● Written task:
Which lines in the items below contain the string "island"? Copy each such line, and treat uppercase and lowercase letters as different.

● Source data:
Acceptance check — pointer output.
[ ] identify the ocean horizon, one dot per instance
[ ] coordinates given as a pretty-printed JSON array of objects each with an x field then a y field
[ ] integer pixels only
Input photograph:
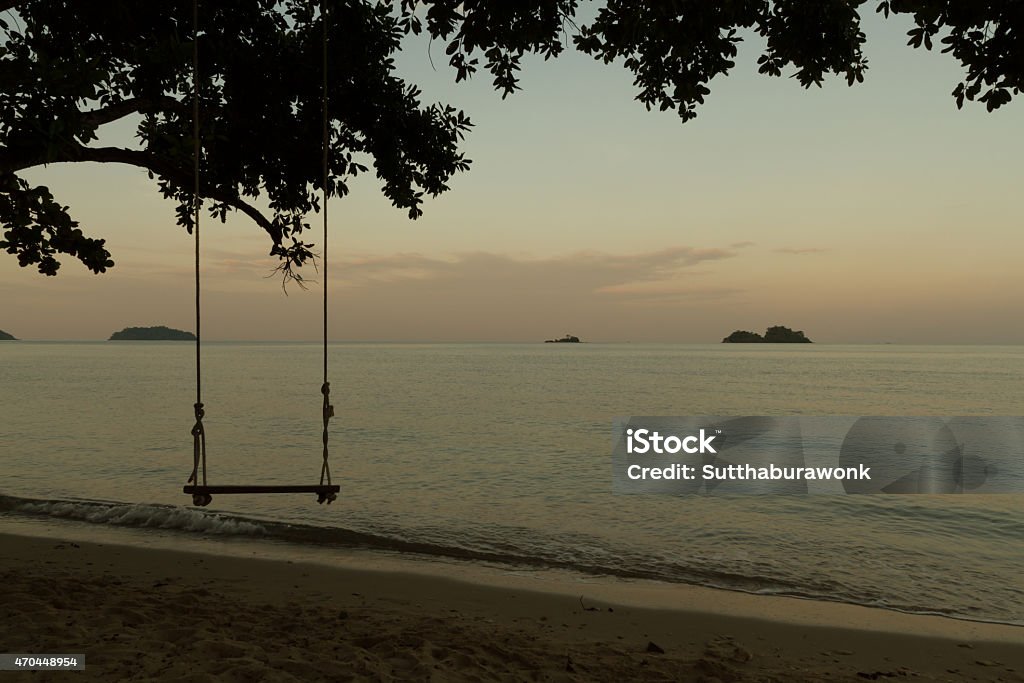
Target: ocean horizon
[{"x": 500, "y": 454}]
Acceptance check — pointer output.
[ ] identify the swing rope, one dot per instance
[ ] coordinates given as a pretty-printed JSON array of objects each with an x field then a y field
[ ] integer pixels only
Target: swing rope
[
  {"x": 326, "y": 140},
  {"x": 327, "y": 493},
  {"x": 199, "y": 434}
]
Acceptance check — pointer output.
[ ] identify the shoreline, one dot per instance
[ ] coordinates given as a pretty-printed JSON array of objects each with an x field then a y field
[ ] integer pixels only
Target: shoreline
[{"x": 183, "y": 614}]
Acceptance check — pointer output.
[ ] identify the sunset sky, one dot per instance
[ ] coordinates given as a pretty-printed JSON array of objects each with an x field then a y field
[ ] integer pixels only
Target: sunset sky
[{"x": 877, "y": 213}]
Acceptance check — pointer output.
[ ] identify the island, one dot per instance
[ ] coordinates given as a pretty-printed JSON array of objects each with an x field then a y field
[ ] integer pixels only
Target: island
[
  {"x": 774, "y": 335},
  {"x": 159, "y": 333}
]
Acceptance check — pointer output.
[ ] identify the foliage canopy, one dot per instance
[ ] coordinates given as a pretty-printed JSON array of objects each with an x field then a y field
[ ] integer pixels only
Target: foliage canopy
[{"x": 68, "y": 68}]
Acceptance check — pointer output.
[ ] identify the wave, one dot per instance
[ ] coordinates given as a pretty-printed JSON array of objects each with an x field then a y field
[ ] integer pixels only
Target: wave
[{"x": 578, "y": 555}]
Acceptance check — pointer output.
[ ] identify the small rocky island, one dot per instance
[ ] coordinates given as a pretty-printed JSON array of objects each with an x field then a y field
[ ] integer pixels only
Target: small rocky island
[
  {"x": 773, "y": 335},
  {"x": 159, "y": 333}
]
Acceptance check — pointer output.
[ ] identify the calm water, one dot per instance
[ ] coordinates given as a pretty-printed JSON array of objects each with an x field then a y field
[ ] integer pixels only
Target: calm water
[{"x": 501, "y": 453}]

● Written answer:
[ ] identify the island, one dot per instance
Target: island
[ ] identify the small rocky island, one dot per instance
Target: small rocky island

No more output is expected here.